** READING TEXT follows **

Gifted Hands: The Ben Carson Story or simply Gifted Hands is an autobiographical book about the success story of Dr. Ben Carson, a neurosurgeon and future politician, and his life going from a failing student to leading a team of surgeons in the first known separation of conjoined twins joined at the back of the head. Co-written by Ben Carson and Cecil Murphey, Gifted Hands was adapted into a film of the same name by director Thomas Carter in 2009. In the film, Dr. Carson was portrayed by actor Cuba Gooding Jr.

== Plot ==
The book is based on the real events during the life of Dr. Carson. It is written in the first-person and describes how Ben, an African-American boy from the Detroit ghettos achieves success and fame as a world-class pediatric neurosurgeon. It begins when, at age 8, Ben's father leaves the family, forcing Carson’s mother, Sonya, to raise her two sons, Ben and Curtis, alone. The Carson family faces struggles in the next years. These include both financial struggles and his mother’s mental health issues.

** End of READING TEXT **
** RECORDS SUPPLIED follows **

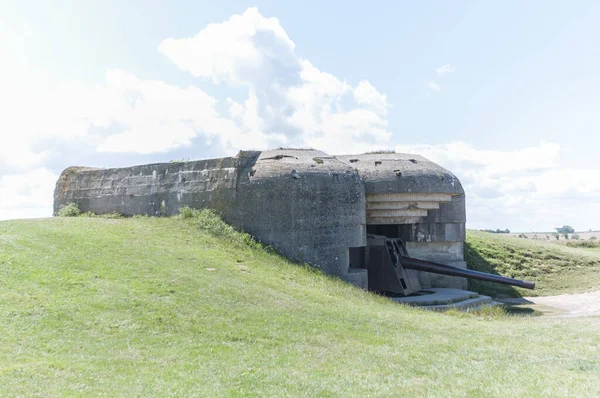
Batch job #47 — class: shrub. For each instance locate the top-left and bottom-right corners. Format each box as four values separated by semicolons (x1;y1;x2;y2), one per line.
58;202;81;217
179;206;276;253
567;240;600;249
179;206;200;218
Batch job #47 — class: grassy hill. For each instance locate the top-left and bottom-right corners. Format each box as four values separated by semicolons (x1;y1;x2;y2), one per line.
0;213;600;397
465;231;600;297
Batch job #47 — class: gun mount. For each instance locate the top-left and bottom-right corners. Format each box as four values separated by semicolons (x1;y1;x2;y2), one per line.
364;234;535;296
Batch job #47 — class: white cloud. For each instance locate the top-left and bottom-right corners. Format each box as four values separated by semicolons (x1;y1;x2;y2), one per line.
396;142;600;231
354;80;389;116
0;8;391;218
0;168;58;220
159;8;391;153
435;64;455;76
427;81;442;91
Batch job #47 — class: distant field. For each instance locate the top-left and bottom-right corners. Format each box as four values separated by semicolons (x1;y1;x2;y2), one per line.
465;230;600;296
0;217;600;397
506;231;600;242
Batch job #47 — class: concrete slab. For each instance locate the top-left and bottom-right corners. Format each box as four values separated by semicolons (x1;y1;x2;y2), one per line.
424;296;500;311
391;288;479;307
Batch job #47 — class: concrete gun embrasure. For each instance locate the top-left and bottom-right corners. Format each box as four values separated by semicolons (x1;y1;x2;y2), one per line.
365;234;535;296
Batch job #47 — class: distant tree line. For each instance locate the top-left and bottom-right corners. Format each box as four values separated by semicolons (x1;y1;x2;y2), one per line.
481;228;510;234
554;225;575;235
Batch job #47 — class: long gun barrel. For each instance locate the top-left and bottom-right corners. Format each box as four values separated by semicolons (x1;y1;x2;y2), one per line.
400;256;535;289
365;234;535;296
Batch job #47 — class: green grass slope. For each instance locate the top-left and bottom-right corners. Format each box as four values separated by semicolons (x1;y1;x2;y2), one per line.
465;231;600;297
0;216;600;397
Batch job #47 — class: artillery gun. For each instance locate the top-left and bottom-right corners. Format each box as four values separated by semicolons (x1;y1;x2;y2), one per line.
362;234;535;296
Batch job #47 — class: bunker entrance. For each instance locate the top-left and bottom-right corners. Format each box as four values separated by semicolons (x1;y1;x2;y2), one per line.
349;229;535;296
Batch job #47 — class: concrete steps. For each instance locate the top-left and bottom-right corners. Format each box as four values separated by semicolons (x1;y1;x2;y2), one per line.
391;288;498;311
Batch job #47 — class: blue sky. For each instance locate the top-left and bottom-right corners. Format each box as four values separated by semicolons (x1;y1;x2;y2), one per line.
0;1;600;231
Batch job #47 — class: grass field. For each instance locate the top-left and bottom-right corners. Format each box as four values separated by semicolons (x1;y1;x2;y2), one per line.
465;231;600;297
0;215;600;397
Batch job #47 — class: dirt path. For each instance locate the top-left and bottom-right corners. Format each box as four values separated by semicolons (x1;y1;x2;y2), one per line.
502;291;600;317
525;291;600;317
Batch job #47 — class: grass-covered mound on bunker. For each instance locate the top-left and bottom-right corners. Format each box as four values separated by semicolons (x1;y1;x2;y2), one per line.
465;230;600;297
0;213;600;397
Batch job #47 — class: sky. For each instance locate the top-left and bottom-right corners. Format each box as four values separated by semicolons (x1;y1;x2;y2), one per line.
0;0;600;232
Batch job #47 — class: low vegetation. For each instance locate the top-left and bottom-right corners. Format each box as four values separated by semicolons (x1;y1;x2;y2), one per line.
465;231;600;297
0;213;600;397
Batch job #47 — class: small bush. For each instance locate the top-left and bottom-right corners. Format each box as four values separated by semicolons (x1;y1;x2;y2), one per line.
179;206;268;253
567;240;600;249
179;206;200;218
58;202;81;217
101;212;124;219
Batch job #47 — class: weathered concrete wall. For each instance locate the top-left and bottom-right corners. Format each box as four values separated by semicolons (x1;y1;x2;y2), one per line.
338;153;467;288
54;149;466;288
54;150;367;287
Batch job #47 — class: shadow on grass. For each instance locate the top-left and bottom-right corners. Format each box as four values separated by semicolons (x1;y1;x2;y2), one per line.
464;242;522;298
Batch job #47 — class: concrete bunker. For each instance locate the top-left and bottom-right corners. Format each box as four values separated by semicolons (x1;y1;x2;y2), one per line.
54;149;536;295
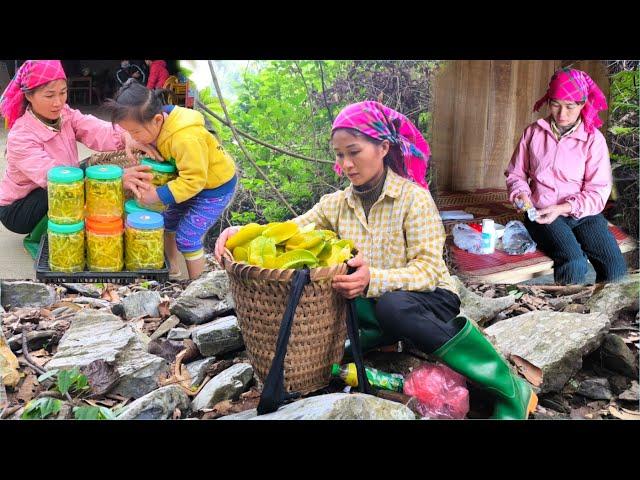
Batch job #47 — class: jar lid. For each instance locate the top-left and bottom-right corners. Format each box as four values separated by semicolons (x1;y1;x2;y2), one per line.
140;157;176;173
47;220;84;233
127;212;164;230
124;199;151;214
87;165;123;180
86;218;123;235
47;167;84;183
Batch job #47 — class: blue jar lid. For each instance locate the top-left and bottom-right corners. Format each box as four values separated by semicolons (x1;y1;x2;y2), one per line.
86;165;124;180
124;199;151;214
47;220;84;233
47;167;84;183
127;212;164;230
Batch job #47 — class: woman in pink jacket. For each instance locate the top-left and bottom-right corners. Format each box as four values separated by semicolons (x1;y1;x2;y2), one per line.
144;60;169;89
0;60;161;255
505;68;626;284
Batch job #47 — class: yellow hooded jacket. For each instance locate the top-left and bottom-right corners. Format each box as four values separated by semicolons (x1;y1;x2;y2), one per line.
156;107;236;205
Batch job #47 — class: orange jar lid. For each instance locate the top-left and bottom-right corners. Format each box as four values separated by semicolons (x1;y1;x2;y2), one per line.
85;218;124;235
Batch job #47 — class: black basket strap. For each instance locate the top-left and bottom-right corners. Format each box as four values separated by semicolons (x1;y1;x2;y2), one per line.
258;268;310;415
347;267;374;395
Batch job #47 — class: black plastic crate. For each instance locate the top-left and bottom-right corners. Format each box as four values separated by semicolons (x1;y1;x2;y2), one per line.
36;233;169;283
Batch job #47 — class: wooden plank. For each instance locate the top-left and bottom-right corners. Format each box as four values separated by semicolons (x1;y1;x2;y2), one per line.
430;60;457;192
452;60;491;190
481;60;517;188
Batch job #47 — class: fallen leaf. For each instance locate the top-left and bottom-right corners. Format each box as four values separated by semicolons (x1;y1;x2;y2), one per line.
609;405;640;420
509;354;542;387
80;359;120;396
158;301;171;320
16;373;40;403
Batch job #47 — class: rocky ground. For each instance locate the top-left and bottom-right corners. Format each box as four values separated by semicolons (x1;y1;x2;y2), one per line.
0;255;640;419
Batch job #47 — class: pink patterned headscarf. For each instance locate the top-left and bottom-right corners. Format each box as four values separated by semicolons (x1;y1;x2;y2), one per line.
0;60;67;128
331;101;431;189
533;68;607;133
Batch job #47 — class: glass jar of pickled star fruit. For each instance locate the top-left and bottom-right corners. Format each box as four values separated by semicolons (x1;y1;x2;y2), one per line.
136;157;178;212
47;220;84;272
124;199;151;218
85;165;124;221
124;212;164;270
86;218;124;272
47;167;84;225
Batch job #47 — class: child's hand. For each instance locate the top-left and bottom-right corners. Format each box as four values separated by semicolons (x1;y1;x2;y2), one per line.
122;132;164;163
122;165;155;199
139;186;161;205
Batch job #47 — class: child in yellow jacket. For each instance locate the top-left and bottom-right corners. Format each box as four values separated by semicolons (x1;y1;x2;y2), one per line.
105;80;237;279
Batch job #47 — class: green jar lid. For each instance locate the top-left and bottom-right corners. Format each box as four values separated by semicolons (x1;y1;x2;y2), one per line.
87;165;123;180
47;167;84;183
124;199;152;214
47;220;84;233
140;157;176;173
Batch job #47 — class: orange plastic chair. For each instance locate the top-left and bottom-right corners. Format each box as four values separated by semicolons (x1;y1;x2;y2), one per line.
162;75;187;106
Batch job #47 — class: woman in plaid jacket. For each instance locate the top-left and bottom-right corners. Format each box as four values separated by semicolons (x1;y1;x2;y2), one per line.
216;101;537;419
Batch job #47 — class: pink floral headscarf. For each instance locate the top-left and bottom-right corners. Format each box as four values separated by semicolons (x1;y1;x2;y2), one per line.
533;68;607;133
0;60;67;128
331;101;431;189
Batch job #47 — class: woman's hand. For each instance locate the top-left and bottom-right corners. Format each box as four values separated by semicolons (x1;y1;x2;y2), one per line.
122;131;164;162
536;202;571;224
138;186;162;205
331;252;371;299
515;192;533;212
213;227;240;263
122;165;155;200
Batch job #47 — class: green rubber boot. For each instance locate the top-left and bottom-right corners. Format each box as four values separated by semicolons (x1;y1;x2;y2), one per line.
344;297;397;360
22;215;49;260
433;317;538;420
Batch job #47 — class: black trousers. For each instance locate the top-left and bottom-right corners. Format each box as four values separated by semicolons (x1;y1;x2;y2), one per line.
376;288;460;353
0;188;49;234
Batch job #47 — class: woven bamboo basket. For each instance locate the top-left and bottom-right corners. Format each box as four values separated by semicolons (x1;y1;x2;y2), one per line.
222;251;347;395
87;150;145;200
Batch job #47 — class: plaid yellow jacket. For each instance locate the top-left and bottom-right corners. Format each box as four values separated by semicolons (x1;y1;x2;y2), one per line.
293;169;457;297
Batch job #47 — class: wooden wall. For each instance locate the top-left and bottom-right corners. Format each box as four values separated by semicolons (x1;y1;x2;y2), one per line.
431;60;609;192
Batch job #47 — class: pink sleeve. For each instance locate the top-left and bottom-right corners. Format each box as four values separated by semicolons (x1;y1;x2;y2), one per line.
7;137;60;188
504;128;531;203
147;64;160;88
70;109;124;152
565;132;612;218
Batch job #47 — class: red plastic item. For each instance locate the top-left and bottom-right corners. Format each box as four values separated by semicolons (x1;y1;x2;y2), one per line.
404;363;469;420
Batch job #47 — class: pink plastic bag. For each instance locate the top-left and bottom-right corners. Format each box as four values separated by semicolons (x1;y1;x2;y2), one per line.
404;363;469;420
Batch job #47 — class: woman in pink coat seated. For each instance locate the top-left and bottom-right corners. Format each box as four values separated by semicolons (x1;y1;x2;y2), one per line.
0;60;161;256
505;68;626;284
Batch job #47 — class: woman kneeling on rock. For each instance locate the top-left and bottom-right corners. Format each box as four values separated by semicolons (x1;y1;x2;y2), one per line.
215;101;537;419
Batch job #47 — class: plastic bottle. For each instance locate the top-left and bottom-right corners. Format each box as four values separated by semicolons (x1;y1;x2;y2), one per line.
85;218;124;272
86;165;124;222
136;157;178;212
331;363;404;392
47;167;84;225
124;212;164;270
480;218;496;255
47;220;85;272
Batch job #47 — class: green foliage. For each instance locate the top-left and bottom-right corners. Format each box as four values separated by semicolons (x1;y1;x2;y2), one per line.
20;397;62;420
38;367;91;395
73;406;116;420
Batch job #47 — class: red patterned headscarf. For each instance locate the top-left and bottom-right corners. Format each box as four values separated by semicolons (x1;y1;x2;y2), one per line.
331;101;431;189
533;68;607;133
0;60;67;128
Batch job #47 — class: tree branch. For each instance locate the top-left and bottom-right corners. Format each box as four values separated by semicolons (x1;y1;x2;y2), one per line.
208;60;298;216
196;100;335;165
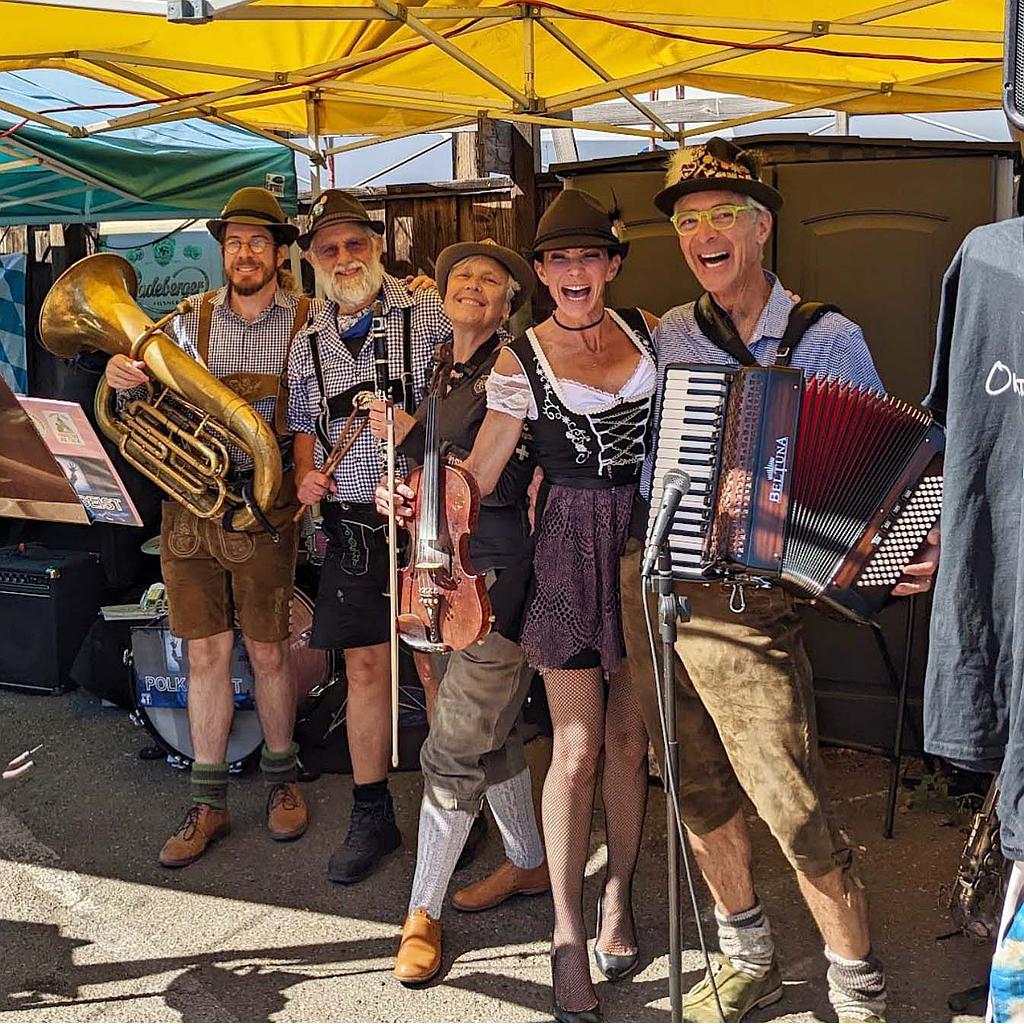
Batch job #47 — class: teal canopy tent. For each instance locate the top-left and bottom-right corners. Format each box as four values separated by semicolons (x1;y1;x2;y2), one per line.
0;71;297;225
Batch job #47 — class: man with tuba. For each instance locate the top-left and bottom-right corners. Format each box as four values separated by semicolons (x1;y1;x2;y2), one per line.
288;189;451;885
106;187;309;867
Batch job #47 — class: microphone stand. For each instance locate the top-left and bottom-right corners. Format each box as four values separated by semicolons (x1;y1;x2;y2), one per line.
647;537;690;1021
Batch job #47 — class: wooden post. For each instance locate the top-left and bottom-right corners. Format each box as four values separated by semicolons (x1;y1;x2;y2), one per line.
511;123;541;333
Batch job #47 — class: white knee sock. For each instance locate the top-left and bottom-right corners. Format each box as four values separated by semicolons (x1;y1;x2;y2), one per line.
409;794;476;919
487;768;544;867
715;900;775;978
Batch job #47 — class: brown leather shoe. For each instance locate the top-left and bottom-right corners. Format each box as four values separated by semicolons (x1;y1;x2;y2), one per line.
394;907;441;985
266;782;309;842
160;804;231;867
452;857;551;913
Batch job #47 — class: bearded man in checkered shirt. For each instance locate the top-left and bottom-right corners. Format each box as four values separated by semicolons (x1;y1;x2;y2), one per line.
288;189;452;884
106;188;318;867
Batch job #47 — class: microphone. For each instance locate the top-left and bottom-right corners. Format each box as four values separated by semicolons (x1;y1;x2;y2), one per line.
640;469;690;577
370;300;391;401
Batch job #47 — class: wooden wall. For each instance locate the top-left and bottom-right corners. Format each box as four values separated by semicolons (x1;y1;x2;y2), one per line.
344;176;561;275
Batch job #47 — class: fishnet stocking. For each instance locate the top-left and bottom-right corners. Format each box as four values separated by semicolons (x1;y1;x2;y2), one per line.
541;669;604;1011
596;667;647;954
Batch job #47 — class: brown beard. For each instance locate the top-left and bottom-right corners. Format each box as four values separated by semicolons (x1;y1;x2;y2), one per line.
227;266;278;296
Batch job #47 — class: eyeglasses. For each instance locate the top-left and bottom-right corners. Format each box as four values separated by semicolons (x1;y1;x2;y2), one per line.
224;236;273;256
313;238;373;263
672;203;757;234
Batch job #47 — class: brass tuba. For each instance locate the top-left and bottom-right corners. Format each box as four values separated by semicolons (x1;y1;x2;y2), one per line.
39;253;282;529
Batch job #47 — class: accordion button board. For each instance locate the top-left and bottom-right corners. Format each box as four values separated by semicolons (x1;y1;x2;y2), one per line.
648;364;944;622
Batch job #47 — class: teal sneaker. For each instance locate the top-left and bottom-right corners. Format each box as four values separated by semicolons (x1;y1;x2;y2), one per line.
683;956;782;1022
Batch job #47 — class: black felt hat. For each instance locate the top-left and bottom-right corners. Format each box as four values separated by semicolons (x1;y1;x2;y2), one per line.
206;186;299;246
532;188;630;259
654;137;782;217
299;188;384;249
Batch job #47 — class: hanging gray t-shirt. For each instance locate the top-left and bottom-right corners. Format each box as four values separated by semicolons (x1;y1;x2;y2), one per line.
925;219;1024;859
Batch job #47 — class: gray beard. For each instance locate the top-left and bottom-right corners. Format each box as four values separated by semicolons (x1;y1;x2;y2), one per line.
316;259;384;312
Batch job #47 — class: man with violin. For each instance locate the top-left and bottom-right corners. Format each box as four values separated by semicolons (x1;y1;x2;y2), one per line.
288;189;449;885
105;187;310;867
370;242;550;984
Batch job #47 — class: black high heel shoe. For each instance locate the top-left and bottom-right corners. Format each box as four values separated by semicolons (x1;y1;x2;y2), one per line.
551;943;604;1024
594;889;640;981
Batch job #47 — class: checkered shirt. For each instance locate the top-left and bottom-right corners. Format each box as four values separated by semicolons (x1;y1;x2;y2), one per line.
640;270;885;498
119;286;321;472
288;274;452;503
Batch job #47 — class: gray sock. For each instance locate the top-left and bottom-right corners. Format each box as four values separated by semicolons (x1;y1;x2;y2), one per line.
487;768;544;867
825;946;886;1020
715;900;775;978
409;792;476;920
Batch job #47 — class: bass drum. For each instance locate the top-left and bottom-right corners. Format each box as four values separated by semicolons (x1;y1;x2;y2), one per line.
131;589;335;764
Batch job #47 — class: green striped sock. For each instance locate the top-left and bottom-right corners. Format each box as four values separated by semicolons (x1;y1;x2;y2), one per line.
259;742;299;787
190;761;227;811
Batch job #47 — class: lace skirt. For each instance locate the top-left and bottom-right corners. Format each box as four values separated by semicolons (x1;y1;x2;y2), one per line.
521;483;637;673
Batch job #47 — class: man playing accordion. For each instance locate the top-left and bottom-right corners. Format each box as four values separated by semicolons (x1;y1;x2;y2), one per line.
622;138;934;1021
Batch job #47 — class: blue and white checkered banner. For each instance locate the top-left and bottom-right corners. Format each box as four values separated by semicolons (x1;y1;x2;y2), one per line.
0;253;29;394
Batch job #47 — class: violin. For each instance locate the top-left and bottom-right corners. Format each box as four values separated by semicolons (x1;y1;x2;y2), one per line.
398;344;494;653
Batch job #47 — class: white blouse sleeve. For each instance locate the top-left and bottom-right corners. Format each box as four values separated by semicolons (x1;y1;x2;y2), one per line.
487;370;538;420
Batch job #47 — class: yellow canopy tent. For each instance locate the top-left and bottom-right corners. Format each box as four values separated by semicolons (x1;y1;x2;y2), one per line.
0;0;1004;160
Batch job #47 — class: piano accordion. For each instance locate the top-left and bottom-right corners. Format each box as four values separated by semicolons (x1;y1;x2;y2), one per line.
648;364;945;622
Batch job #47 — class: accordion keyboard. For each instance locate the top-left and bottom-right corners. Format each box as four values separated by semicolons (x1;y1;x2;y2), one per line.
650;366;731;579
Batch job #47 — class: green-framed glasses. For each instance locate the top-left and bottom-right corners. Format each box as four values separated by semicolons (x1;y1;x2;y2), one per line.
224;234;273;256
672;203;757;234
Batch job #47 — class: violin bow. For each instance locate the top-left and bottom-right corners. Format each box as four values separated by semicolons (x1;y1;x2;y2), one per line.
370;301;398;768
386;400;398;768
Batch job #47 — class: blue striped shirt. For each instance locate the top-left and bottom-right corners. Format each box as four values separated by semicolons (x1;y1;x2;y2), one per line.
640;270;885;498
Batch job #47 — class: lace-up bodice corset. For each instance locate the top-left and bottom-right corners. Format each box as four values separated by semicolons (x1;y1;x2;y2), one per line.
497;309;656;485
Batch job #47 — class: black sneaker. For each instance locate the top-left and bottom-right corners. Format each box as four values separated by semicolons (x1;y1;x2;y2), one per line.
455;811;487;871
327;794;401;886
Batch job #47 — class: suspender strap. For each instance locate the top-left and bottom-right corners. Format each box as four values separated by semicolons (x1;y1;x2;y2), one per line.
401;306;416;416
196;292;217;368
693;292;842;367
615;306;654;358
273;295;309;437
693;292;758;367
309;332;331;452
775;302;843;367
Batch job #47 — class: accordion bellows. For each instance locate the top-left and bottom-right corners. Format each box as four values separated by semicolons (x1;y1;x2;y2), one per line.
651;364;944;622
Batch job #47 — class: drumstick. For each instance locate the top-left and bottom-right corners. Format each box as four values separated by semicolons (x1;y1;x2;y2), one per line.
292;403;369;522
385;401;398;768
2;743;43;779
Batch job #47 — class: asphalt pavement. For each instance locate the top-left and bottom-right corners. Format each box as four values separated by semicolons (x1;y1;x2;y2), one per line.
0;688;989;1022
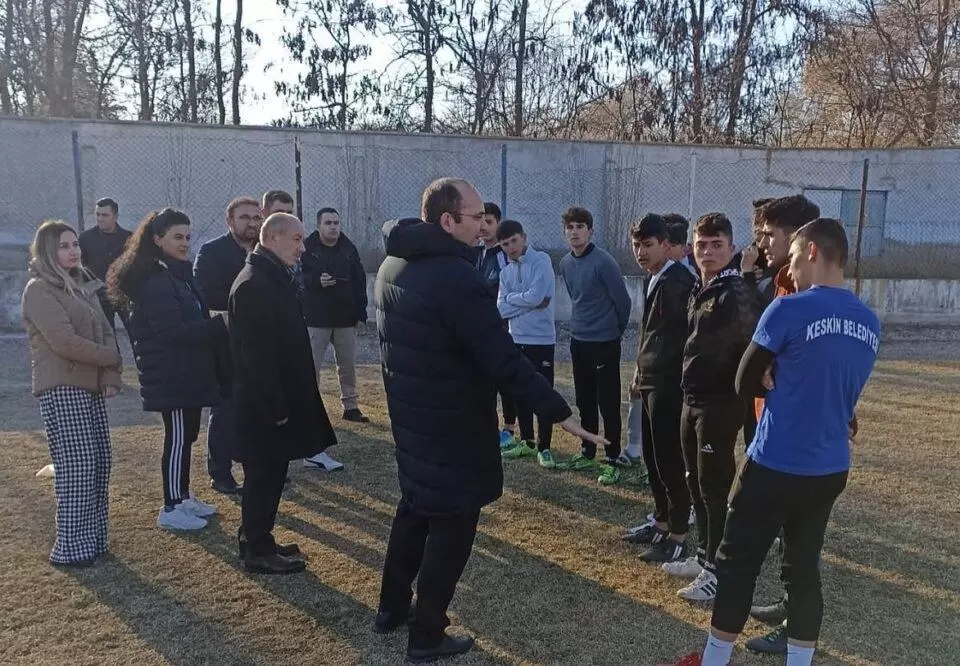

** End of RECORDS SUPPLIED **

* YOUR INSTRUCTIONS *
Decide whether each statement agrees with the Gifted Hands text, answering yes or no and quoting the deciding words: 1. The film adaptation was directed by Thomas Carter in 2009. 2. The book is told in the third person. 3. Ben's father leaves the family when Ben is ten years old.

* EXERCISE RESULT *
1. Yes: "adapted into a film of the same name by director Thomas Carter in 2009"
2. No: "It is written in the first-person"
3. No: "at age 8, Ben's father leaves the family"